EXCERPTED TEXT
Amazon Chime SDK for JavaScript contains easy-to-use APIs for adding frame-by-frame processing to an outgoing video stream.
Amazon Chime SDK for JavaScript defines a video processing stage as an implementation of the VideoFrameProcessor interface, which takes an array of VideoFrameBuffers, applies builder-defined processing, and outputs an array of VideoFrameBuffers. The outputs of each processor can be linked to the inputs of the next processor, with the last processor in the chain required to implement asCanvasImageSource to return CanvasImageSource so that the resulting frames can be rendered onto a HTMLCanvasElement and transformed into a MediaStream.
To integrate video processing into meeting session, VideoTransformDevice should be used, which internally uses a VideoFrameProcessorPipeline to complete the aforementioned linking of stages and final canvas rendering.

GIVEN MATERIAL
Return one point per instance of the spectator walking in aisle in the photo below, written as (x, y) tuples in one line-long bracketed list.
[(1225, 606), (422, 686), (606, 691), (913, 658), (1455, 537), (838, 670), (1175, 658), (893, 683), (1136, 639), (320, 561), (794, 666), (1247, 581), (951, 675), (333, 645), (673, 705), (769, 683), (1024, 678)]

SET EXERCISE A
Answer these from the Chime SDK text:
(i) What does a VideoFrameProcessor take in and put out?
(ii) Which method must the last processor in the chain implement?
(iii) What does VideoTransformDevice use internally?
SET EXERCISE B
Quote the Chime SDK text word for word, starting at "Amazon Chime SDK for JavaScript contains" and ending at "into a MediaStream.".

RESULT A
(i) It takes an array of VideoFrameBuffers and outputs an array of VideoFrameBuffers.
(ii) asCanvasImageSource.
(iii) A VideoFrameProcessorPipeline.

RESULT B
Amazon Chime SDK for JavaScript contains easy-to-use APIs for adding frame-by-frame processing to an outgoing video stream.
Amazon Chime SDK for JavaScript defines a video processing stage as an implementation of the VideoFrameProcessor interface, which takes an array of VideoFrameBuffers, applies builder-defined processing, and outputs an array of VideoFrameBuffers. The outputs of each processor can be linked to the inputs of the next processor, with the last processor in the chain required to implement asCanvasImageSource to return CanvasImageSource so that the resulting frames can be rendered onto a HTMLCanvasElement and transformed into a MediaStream.